Deine Aufgabe: Setze den Lesetext über die Einstufung von Atomstrom in der EU-Taxonomie im Anschluss an seinen letzten Satz fort.

Lesetext:
════════════════════

Kurz vor der Entscheidung der EU-Kommission über die künftige Behandlung von Kernenergie hat sich Binnenmarktkommissar Thierry Breton dafür ausgesprochen, Atomstrom als klimaneutral einzustufen. „Es ist schlicht nicht machbar, unsere Stromkapazitäten ohne Kernkraft zu verdoppeln”, sagte der Franzose im Interview mit dem Handelsblatt und einigen anderen Wirtschaftsmedien. 26 Prozent unserer Energieversorgung würden derzeit von Nuklearreaktoren. „Um die Klimaneutralität zu erreichen, müssen wir alles nutzen, was uns zur Verfügung steht”, mahnte Breton.
Die EU will im Dezember in der sogenannte Taxonomie festlegen, welche Investitionen künftig als grün gelten. Diese Einstufung könnte für die Finanzierung neuer Kraftwerke weitreichende Folgen haben. Frankreich, das in seiner Klimastrategie stark auf Atomenergie setzt, fordert vehement, Nukleartechnologie als nachhaltig zu klassifizieren. Deutschland ist dagegen. Es droht ein heftiger Streit mit der neuen Ampel-Koalition.

════════════════════

Gegebene Angaben:
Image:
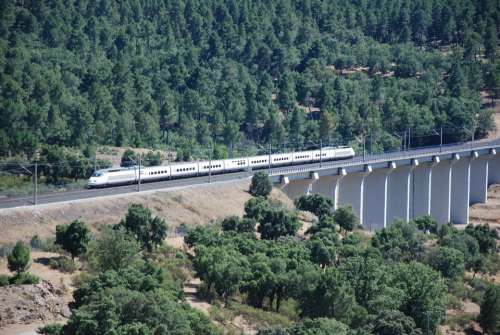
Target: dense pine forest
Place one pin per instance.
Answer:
(185, 74)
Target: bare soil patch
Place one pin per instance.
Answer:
(192, 205)
(490, 211)
(31, 304)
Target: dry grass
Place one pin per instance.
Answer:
(191, 205)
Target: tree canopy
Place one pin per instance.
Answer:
(191, 73)
(148, 230)
(73, 238)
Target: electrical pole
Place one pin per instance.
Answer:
(427, 314)
(210, 164)
(364, 147)
(441, 141)
(409, 138)
(35, 179)
(320, 152)
(139, 181)
(270, 148)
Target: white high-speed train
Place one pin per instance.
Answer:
(118, 176)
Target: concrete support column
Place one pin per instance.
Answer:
(460, 191)
(478, 180)
(296, 188)
(494, 168)
(329, 186)
(441, 192)
(421, 183)
(399, 193)
(351, 192)
(375, 200)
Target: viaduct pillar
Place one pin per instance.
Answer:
(460, 190)
(400, 192)
(441, 192)
(479, 167)
(329, 186)
(351, 192)
(494, 168)
(296, 188)
(421, 194)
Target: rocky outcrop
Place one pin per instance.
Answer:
(26, 304)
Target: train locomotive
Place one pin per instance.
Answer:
(129, 175)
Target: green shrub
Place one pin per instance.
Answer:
(4, 280)
(19, 258)
(261, 185)
(5, 250)
(36, 242)
(24, 278)
(51, 329)
(47, 245)
(63, 264)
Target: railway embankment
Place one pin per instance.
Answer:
(191, 205)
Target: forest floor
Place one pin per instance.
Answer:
(192, 206)
(24, 308)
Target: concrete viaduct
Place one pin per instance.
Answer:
(437, 181)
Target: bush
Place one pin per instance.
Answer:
(4, 280)
(261, 185)
(24, 278)
(489, 317)
(47, 245)
(5, 250)
(63, 264)
(129, 158)
(19, 258)
(51, 329)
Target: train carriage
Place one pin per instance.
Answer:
(236, 164)
(217, 166)
(184, 169)
(256, 162)
(116, 176)
(155, 173)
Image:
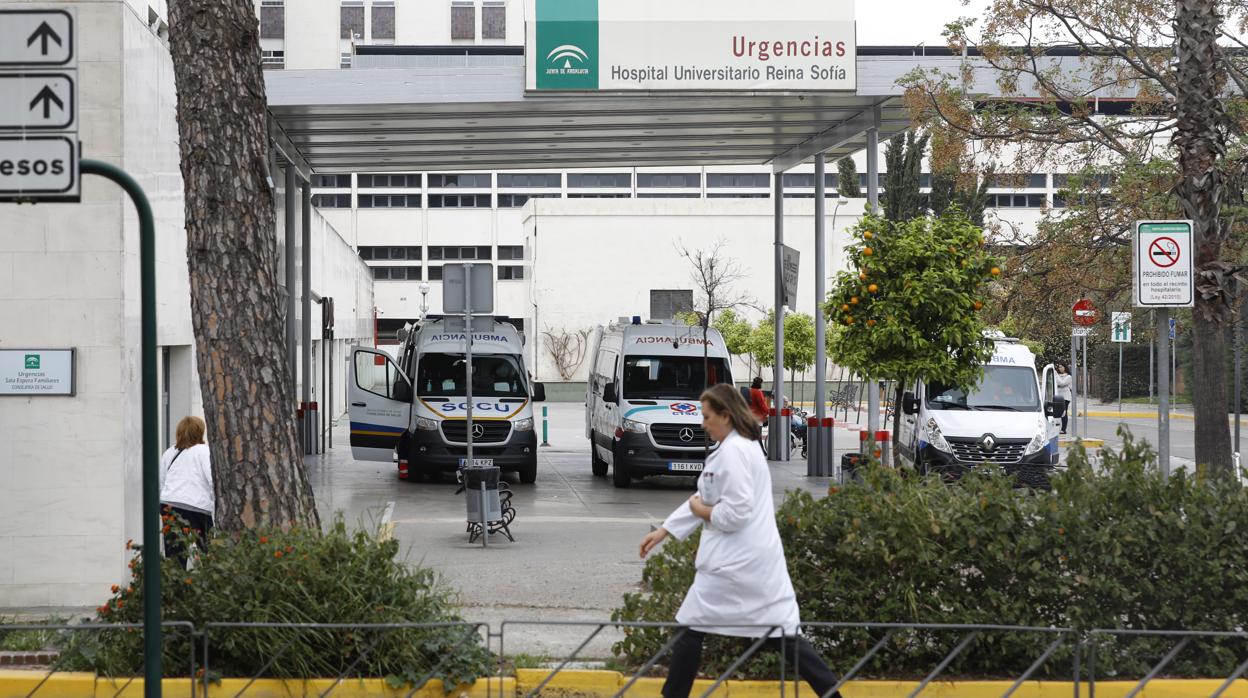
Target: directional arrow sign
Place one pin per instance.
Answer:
(38, 100)
(36, 38)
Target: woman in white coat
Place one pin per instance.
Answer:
(741, 587)
(1062, 382)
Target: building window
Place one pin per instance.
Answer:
(390, 254)
(600, 180)
(390, 200)
(672, 180)
(383, 20)
(272, 19)
(664, 305)
(457, 254)
(745, 180)
(390, 181)
(351, 19)
(397, 274)
(493, 20)
(527, 180)
(458, 201)
(517, 200)
(459, 181)
(272, 60)
(1015, 201)
(331, 181)
(463, 20)
(331, 200)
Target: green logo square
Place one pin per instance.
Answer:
(567, 45)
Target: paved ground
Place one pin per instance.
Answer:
(575, 551)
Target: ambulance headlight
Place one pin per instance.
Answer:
(635, 427)
(936, 438)
(426, 423)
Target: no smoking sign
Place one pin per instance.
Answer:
(1162, 265)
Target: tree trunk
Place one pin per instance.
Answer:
(1199, 141)
(232, 256)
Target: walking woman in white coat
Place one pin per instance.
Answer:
(741, 587)
(186, 487)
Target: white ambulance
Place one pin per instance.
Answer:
(413, 410)
(643, 415)
(1009, 420)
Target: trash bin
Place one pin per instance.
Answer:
(481, 495)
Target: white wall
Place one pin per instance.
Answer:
(595, 261)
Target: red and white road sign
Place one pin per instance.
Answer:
(1085, 312)
(1163, 270)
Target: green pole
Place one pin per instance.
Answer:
(151, 446)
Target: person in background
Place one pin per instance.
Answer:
(186, 487)
(1063, 381)
(759, 405)
(741, 587)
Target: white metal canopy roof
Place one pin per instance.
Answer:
(472, 117)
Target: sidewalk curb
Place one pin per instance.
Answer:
(582, 683)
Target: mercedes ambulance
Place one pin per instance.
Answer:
(643, 415)
(1009, 418)
(413, 410)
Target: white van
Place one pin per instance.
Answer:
(1009, 418)
(643, 415)
(414, 410)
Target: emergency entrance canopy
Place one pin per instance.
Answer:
(593, 45)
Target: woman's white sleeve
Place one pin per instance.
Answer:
(682, 522)
(735, 503)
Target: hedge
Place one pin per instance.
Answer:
(272, 576)
(1118, 548)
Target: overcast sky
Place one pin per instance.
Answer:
(909, 21)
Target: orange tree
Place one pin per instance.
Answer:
(909, 304)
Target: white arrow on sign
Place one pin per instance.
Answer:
(38, 100)
(38, 166)
(38, 38)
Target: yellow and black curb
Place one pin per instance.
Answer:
(583, 684)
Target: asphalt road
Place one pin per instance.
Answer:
(575, 551)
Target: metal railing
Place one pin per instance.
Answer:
(920, 653)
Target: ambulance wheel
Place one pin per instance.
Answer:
(620, 476)
(529, 472)
(597, 462)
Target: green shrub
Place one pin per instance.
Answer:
(292, 577)
(1121, 548)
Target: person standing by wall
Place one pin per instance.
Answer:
(186, 487)
(759, 401)
(1063, 381)
(741, 587)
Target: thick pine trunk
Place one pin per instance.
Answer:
(1199, 140)
(232, 257)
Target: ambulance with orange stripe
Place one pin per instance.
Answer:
(413, 410)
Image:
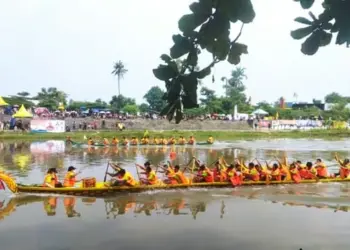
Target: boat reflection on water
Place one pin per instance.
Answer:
(147, 205)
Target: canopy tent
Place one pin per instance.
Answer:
(2, 102)
(22, 113)
(260, 112)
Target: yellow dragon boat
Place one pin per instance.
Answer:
(101, 190)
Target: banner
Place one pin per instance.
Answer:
(48, 147)
(47, 126)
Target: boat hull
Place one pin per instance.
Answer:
(109, 191)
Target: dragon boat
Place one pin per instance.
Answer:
(83, 144)
(102, 189)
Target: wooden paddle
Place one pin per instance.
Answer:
(104, 179)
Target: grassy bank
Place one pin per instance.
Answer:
(199, 135)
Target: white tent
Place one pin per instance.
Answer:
(260, 112)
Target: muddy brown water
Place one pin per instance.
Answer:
(303, 216)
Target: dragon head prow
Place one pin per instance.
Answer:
(9, 181)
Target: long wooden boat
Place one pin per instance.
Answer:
(83, 144)
(101, 190)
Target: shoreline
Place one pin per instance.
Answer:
(200, 135)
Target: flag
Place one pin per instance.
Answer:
(2, 185)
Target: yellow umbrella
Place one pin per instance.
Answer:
(2, 102)
(22, 113)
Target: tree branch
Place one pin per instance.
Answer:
(239, 34)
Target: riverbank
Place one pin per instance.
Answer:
(223, 135)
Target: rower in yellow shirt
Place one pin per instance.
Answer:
(210, 140)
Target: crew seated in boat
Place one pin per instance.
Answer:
(105, 141)
(69, 140)
(51, 180)
(91, 142)
(125, 141)
(115, 141)
(191, 141)
(134, 141)
(180, 176)
(70, 177)
(204, 174)
(170, 175)
(151, 177)
(181, 141)
(144, 141)
(321, 168)
(122, 178)
(253, 174)
(171, 141)
(219, 172)
(344, 170)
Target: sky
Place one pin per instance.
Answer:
(73, 44)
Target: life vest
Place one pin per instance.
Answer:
(295, 175)
(69, 179)
(181, 178)
(207, 175)
(152, 177)
(254, 174)
(49, 179)
(129, 179)
(322, 170)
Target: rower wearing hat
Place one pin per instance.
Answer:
(70, 177)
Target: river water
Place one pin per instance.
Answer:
(274, 217)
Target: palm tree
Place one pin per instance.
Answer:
(119, 70)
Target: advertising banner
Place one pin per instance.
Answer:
(47, 126)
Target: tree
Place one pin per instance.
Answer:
(208, 27)
(119, 70)
(119, 102)
(335, 19)
(336, 98)
(131, 109)
(154, 97)
(51, 98)
(144, 107)
(23, 94)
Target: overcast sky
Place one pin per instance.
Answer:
(72, 45)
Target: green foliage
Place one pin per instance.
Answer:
(131, 109)
(51, 97)
(144, 107)
(335, 19)
(154, 97)
(119, 70)
(208, 28)
(119, 102)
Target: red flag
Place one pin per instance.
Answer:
(2, 186)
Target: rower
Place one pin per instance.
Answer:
(122, 178)
(253, 174)
(70, 177)
(344, 170)
(191, 141)
(182, 140)
(276, 173)
(170, 174)
(115, 141)
(151, 177)
(321, 168)
(105, 141)
(125, 141)
(91, 142)
(204, 174)
(179, 175)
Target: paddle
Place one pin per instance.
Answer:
(104, 179)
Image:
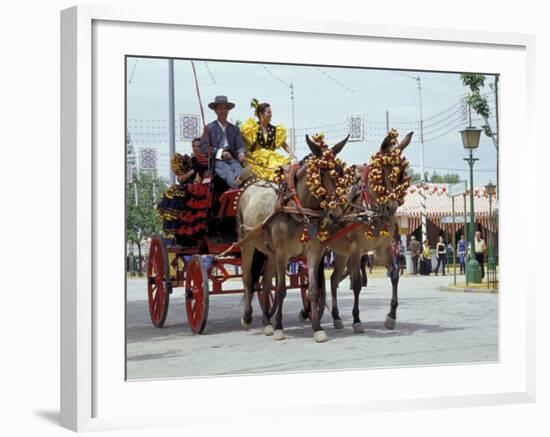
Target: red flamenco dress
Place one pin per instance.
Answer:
(184, 206)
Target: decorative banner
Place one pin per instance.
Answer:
(148, 159)
(130, 170)
(356, 128)
(189, 127)
(449, 219)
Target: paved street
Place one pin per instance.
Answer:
(433, 327)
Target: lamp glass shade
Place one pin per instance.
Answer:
(490, 188)
(470, 137)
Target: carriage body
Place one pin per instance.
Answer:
(206, 268)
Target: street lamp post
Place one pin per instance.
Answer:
(490, 189)
(470, 140)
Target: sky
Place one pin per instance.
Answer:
(324, 97)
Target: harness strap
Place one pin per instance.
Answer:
(366, 172)
(341, 233)
(291, 181)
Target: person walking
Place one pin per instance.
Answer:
(426, 259)
(461, 252)
(480, 249)
(401, 257)
(441, 250)
(415, 248)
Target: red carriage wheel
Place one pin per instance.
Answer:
(159, 284)
(196, 294)
(304, 284)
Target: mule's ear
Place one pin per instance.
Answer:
(406, 141)
(386, 144)
(314, 147)
(338, 147)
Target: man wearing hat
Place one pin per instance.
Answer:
(224, 138)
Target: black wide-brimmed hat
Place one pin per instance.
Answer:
(218, 100)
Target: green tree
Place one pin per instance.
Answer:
(476, 83)
(142, 219)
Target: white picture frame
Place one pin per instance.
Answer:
(87, 376)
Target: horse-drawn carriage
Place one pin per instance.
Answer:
(316, 204)
(204, 269)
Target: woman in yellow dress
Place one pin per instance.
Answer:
(262, 139)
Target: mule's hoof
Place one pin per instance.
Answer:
(245, 325)
(268, 330)
(320, 336)
(389, 323)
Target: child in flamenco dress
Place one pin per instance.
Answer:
(183, 206)
(262, 139)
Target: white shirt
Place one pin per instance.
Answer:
(225, 143)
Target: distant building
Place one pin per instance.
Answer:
(439, 213)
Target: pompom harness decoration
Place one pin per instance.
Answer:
(374, 177)
(341, 175)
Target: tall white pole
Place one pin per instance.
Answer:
(422, 196)
(293, 137)
(171, 119)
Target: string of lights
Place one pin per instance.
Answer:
(336, 80)
(274, 75)
(210, 72)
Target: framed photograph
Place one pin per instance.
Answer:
(164, 287)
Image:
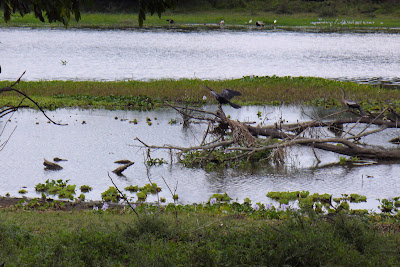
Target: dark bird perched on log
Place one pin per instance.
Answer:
(51, 165)
(122, 161)
(119, 170)
(225, 96)
(351, 104)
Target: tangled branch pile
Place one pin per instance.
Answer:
(234, 142)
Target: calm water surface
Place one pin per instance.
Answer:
(92, 148)
(143, 55)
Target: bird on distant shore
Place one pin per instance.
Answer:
(225, 96)
(351, 104)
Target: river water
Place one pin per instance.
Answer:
(106, 136)
(91, 148)
(59, 54)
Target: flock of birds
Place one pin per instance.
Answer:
(222, 22)
(227, 94)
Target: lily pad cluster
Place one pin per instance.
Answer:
(320, 203)
(58, 188)
(142, 192)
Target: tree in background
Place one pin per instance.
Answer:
(62, 10)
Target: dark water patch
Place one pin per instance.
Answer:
(91, 149)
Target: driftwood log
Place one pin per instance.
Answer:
(119, 170)
(51, 165)
(243, 136)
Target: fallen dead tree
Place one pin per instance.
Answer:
(227, 141)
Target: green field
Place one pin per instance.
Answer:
(238, 20)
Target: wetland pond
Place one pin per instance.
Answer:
(106, 136)
(109, 55)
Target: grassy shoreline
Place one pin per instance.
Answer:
(234, 20)
(195, 235)
(150, 94)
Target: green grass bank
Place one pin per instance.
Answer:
(143, 95)
(196, 236)
(236, 20)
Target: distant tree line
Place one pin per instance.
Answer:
(322, 7)
(64, 10)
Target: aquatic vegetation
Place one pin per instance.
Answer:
(319, 203)
(220, 198)
(156, 162)
(132, 188)
(85, 188)
(389, 205)
(221, 158)
(111, 195)
(172, 121)
(142, 192)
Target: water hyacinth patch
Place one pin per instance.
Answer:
(256, 207)
(213, 201)
(105, 206)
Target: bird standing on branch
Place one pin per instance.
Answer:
(351, 104)
(225, 96)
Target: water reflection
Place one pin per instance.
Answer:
(107, 136)
(121, 55)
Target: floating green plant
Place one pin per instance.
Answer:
(220, 197)
(60, 188)
(111, 194)
(85, 188)
(132, 188)
(156, 162)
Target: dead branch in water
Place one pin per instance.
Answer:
(236, 140)
(13, 109)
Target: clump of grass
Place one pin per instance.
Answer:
(60, 188)
(147, 95)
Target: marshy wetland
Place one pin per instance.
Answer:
(214, 215)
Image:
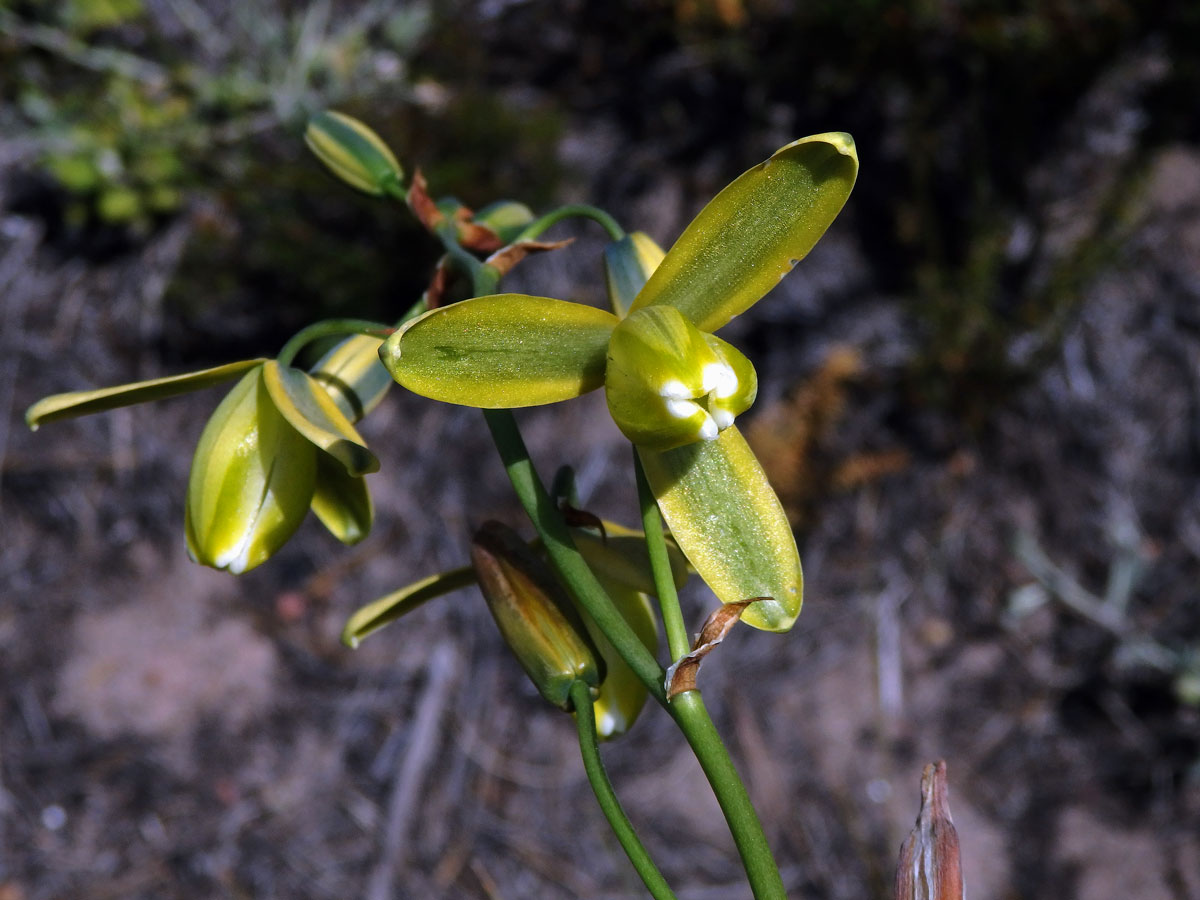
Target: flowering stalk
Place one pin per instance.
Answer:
(607, 799)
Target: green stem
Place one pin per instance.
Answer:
(564, 555)
(660, 565)
(589, 748)
(324, 329)
(576, 210)
(688, 709)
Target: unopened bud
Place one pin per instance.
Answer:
(669, 383)
(353, 153)
(534, 615)
(929, 867)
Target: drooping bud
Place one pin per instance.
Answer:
(534, 615)
(252, 479)
(353, 375)
(628, 264)
(354, 153)
(670, 384)
(929, 867)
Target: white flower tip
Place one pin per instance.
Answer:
(683, 408)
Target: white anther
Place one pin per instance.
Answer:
(675, 390)
(720, 379)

════════════════════

Antwort:
Angesichts hoher Energiepreise und anhaltender Lieferengpässe in der Industrie sieht Breton ein „starkes Inflationsrisiko”. Das werde eines der wichtigen Themen im kommenden Jahr sein. Um die Lieferprobleme zu lindern, setzt er sich für eine Stärkung der europäischen Chipindustrie ein. Breton kündigte an, im ersten Quartal des kommenden Jahres den EU-Chips-Act vorzulegen, der Subventionen erleichtern soll. „Wir wollen die gleichen Förderungen bieten können wie die USA, Japan, China und Korea”, betonte er.
Vor dem Hintergrund der alarmierenden pandemischen Lage und der hohen Nachfrage nach Auffrischungs-Impfungen versicherte der Kommissar, dass der Impfstoffmangel endgültig überwunden sei: „Wir stellen jetzt 300 Millionen Impfdosen pro Monat her und es werden noch mehr, sodass wir bald vier Milliarden Dosen pro Jahr ausliefern können.”